▶ _PASSAGE SHOWN_:
Directors: Sergei Eisenstein and Dmitri Vasilyev
By Roderick Heath
In the decade after he reshaped cinema with his then-experimental technique in works like Strike (1924), Battleship Potemkin (1925), and October (1928), Sergei Eisenstein became a peripatetic semi-exile when Stalin’s rise made life uncomfortable for him at home, and the international film scene beckoned. And yet he became a world-famous artist without a friendly harbour to anchor in. A visit to Hollywood had seen him patronised by David Selznick when he handed in his screenplay adapted from Theodore Dreiser’s An American Tragedy: “It was for me a most memorable experience,” Selznick wrote to RKO executive B. P. Schulberg, “The most moving script I have ever read…Is it too late to try to [dissuade] the enthusiasts of the picture from making it?” An attempt to make what Eisenstein described as “a shabby travelogue into a really major film,” Que Viva Mexico!, with the backing of leftist writer Upton Sinclair as his producer, resulted in an unfinished pile of beautiful fragments. Eisenstein slunk back to the USSR, fortunately missing the worst years of the Great Purge.
With geopolitics in an awful state—Soviet Russia was expecting conflict with Germany’s Nazi regime—Eisenstein’s return seemed well-timed as he commenced work on a film that would evoke historical parable for resistance against invasion. His credited codirector Vasilyev and coscreenwriter Pyotr Pavlenko were imposed collaborators, charged with the job of keeping the taint of “formalism” out of the project. When the movie had been completed and rushed into theatres, Hitler and Stalin signed their nonaggression pact, and Eisenstein found himself and his film embarrassedly stowed away, only to be rehabilitated when war between the two superstates finally did break out. In spite of all these weighty matters, Alexander Nevsky in many ways sits with some comfort amongst other historical adventure films in the late ’30s, particularly the Michael Curtiz-Errol Flynn films like The Charge of the Light Brigade (1936) and The Adventures of Robin Hood (1938), and Cecil B. DeMille films like The Crusades (1935). Unlike those brash, breezy, technically more polished films, Eisenstein pares back as much drama as possible to concentrate on the synergistic flow of his shots and carefully built rhythmic intensity. The storyline operates on the most primal of levels.
Set against the macrocosmic drama facing the assailed city-states of the Rus, with oppression by the Mongol Golden Horde on one side and the advancing fanatical forces of the Teutonic knights on other, Eisenstein pits characters who might have stepped directly out of a folktale: warriors Vasily Buslai and Gavrilo Olexich (Nikolai Okhlopkov and Andrei Abrikosov), best of friends competing to win the hand of beautiful Novgorod maiden Olga (Vera Ivashova), who declares she will marry the man who proves himself bravest in battle; Vasilisa (Aleksandra Danilov), whose father is executed by the Germans when the city of Pskov is captured through treachery by the Knights, takes up a sword herself and joins the massing Russian resistance; Ignat (Dmitriy Orlov), an aged armourer who becomes embodiment of native pluck in venturing into battle; and Alexander himself (Nikolai Cherkasov), warrior chief of Vladimir who gained the sobriquet “Nevsky” for beating off a Swedish army on the banks of the Neva, the embodiment of sober, conscientious kingship.

(Dataset rows showing where objects appear)
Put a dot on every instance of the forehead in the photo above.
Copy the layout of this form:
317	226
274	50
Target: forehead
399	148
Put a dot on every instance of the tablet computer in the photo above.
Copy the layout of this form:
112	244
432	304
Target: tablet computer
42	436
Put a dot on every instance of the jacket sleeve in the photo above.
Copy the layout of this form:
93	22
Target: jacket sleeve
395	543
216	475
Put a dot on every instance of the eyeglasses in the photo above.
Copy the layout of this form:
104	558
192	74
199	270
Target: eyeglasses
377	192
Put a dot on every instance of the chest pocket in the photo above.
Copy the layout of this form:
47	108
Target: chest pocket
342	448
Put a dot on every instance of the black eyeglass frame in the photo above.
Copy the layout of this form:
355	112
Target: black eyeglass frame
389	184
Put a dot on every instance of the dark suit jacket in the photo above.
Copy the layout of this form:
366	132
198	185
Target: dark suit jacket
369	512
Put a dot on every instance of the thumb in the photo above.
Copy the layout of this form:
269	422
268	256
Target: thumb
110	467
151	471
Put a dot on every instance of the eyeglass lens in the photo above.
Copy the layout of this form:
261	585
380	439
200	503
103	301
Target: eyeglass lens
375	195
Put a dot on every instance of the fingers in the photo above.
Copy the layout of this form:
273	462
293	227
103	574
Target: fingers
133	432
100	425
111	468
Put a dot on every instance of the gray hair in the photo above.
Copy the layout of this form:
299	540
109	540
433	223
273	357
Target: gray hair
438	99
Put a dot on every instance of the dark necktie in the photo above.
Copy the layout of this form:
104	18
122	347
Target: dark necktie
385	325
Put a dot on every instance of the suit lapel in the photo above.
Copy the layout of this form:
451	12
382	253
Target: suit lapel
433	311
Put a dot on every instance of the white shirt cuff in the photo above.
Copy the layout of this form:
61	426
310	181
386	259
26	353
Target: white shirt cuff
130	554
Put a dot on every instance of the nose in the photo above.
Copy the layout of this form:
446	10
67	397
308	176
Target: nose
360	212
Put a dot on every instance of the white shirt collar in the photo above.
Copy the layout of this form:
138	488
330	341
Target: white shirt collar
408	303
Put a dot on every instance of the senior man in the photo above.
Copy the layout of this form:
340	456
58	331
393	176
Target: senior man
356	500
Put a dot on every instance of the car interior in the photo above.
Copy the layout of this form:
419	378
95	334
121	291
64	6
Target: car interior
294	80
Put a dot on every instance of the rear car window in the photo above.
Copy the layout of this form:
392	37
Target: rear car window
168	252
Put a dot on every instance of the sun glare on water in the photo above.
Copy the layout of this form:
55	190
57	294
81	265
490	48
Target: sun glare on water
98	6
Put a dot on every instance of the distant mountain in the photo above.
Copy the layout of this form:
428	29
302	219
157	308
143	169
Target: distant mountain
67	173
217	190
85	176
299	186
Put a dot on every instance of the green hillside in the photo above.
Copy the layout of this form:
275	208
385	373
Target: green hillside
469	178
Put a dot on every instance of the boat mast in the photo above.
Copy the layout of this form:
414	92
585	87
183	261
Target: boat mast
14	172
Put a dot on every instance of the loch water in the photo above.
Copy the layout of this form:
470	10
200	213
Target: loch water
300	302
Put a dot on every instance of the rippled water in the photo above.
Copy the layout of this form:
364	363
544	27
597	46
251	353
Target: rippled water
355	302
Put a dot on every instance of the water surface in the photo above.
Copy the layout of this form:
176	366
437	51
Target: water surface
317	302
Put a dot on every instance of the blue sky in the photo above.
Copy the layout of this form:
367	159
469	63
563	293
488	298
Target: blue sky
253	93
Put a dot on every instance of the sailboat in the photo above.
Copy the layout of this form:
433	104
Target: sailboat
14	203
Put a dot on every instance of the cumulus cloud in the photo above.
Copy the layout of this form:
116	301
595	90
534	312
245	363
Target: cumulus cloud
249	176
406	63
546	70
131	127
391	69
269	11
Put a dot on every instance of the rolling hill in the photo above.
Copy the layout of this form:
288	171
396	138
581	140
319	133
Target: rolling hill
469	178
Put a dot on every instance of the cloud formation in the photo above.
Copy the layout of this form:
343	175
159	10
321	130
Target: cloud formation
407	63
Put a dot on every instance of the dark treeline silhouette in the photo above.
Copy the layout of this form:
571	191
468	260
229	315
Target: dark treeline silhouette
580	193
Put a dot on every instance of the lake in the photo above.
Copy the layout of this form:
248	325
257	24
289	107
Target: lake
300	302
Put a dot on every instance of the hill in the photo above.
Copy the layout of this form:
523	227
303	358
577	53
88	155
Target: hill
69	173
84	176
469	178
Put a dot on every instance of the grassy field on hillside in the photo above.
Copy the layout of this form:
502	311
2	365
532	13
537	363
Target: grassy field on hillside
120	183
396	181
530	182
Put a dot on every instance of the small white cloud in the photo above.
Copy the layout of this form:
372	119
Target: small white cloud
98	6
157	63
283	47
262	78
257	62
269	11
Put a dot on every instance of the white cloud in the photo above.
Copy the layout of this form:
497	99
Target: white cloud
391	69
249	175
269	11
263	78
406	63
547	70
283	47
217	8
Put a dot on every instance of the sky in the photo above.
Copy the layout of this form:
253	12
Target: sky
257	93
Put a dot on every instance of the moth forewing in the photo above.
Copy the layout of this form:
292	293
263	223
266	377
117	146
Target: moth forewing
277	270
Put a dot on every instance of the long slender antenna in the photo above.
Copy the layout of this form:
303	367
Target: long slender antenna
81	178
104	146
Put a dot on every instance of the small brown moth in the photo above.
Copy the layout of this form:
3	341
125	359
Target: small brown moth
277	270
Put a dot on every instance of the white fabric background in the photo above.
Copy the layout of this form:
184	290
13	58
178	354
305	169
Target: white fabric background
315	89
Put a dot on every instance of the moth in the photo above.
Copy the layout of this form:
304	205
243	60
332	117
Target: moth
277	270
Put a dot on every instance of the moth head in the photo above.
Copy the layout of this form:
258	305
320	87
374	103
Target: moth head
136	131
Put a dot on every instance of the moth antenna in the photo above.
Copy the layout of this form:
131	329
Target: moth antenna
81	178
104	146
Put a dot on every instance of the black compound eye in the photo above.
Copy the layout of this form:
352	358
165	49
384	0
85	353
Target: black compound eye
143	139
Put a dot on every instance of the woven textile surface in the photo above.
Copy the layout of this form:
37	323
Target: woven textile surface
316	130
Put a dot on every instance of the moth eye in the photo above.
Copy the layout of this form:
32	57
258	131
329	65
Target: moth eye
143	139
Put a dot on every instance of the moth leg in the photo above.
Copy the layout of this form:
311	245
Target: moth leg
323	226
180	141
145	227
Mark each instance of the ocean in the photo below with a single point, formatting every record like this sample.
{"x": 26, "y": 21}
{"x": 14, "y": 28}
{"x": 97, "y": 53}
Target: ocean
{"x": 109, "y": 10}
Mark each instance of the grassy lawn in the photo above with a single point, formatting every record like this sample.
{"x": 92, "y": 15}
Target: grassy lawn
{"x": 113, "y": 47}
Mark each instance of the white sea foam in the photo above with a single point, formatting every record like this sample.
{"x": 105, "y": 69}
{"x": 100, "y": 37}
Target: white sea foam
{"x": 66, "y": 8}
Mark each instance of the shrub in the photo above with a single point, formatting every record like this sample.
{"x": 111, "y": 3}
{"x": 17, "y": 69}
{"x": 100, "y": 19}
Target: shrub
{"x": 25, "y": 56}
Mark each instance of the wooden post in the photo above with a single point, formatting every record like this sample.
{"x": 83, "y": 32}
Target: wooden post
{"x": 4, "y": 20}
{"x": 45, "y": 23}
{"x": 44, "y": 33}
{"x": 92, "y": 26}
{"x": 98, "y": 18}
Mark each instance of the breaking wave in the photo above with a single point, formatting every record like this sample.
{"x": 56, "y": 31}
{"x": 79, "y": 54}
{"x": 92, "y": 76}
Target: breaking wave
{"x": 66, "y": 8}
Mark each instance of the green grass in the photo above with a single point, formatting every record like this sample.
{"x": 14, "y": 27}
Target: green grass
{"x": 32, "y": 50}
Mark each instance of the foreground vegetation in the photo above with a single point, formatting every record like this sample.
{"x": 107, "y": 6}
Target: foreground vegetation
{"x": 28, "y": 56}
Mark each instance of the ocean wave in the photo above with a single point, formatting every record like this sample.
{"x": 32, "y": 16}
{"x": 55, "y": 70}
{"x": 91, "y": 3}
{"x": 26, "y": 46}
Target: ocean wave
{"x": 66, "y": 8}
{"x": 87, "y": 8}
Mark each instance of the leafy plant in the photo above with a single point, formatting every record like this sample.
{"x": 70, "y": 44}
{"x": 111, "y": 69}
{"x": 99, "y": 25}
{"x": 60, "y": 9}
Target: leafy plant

▶ _TO DO_:
(1) Summarize the Alexander Nevsky review in two sentences.
(2) Answer these questions from the Alexander Nevsky review:
(a) Who backed Que Viva Mexico! as producer?
(b) What did Olga declare about whom she would marry?
(c) How did Alexander gain the sobriquet "Nevsky"?
(3) Please continue the Alexander Nevsky review from where it stops.

▶ _TASK ANSWERS_:
(1) After unhappy ventures in Hollywood and Mexico, Sergei Eisenstein returned to the USSR and made Alexander Nevsky as a historical parable of resistance against invasion, working with imposed collaborators meant to keep out "formalism." The film was put away after the Hitler-Stalin pact and rehabilitated once war broke out; though it sits among late-'30s historical adventure films, Eisenstein pares back drama to concentrate on the flow and rhythm of his shots, with folktale-like characters set against the Rus' struggle with the Mongols and the Teutonic knights.

(2)
(a) The leftist writer Upton Sinclair.
(b) She would marry the man who proved himself bravest in battle.
(c) By beating off a Swedish army on the banks of the Neva.

(3)
Alexander is first glimpsed when a train of Mongols dragging captive Russians off for forced labour pass by a fishing party, and the peasants and Mongol soldiers begin to clash. Alexander shouts from the water, “Quiet! The fish will take fright!” Striding ashore, he exchanges loaded words with the smiling, autocratic Golden Horde khan (Lyan-Kun). Apart from his cutting, commanding voice and bright, challenging, innately intelligent eyes, Alexander is indistinguishable in his manner and dress from the men he leads, and his casual willingness to get his feet dirty in leading the fishing party contrasts the Mongol, who has a soldier prostrate himself to make a step for him to get into his litter. This scene serves a double purpose: it helps the film overcome the inevitable problem in a Soviet work of the era of how to make a hero of a king, and, more pertinently, establishes Alexander’s character: making no more fuss than necessary and with a goal in mind, he’s receptive to any incidental intuition. Later, he gets the inspiration for his battle strategy from a bawdy joke. In my favourite moment of Cherkasov’s in the film, Alexander paces in distraction and quiet agony around his palace where two of his liegemen mend their fishing net, anticipating the call to fight the Germans and wondering how to beat this formidable enemy. Alexander contemplates the strands of the net, and then tears them apart in frustration: “This is delicate work…not like fighting Swedes…”
When the delegates do arrive to beg his aid, he declares with new life: “I know nothing of defence! We attack!” Alexander becoming captain to the Rus is preceded by a fierce communal argument in which the citizens of Novgorod, closest to the onward sweep of the Germans, listen to the testimony of those who have escaped from Pskov. Rich merchants and paid agents argue to make a deal with the knights, but the evidence of mangled survivors and treachery infuriates the patriots who shout down the rich men and demand competent leadership: Domash (Nikolai Arsky), a warrior of standing who is their initial choice, turns down the job, insisting that only Alexander can win for them. Alexander replies that the warrior elite of Rus can’t win, and calls for a national uprising; the very earth itself disgorges streams of peasants used to hiding from marauders converging on Novgorod for an exultant expression of fighting spirit.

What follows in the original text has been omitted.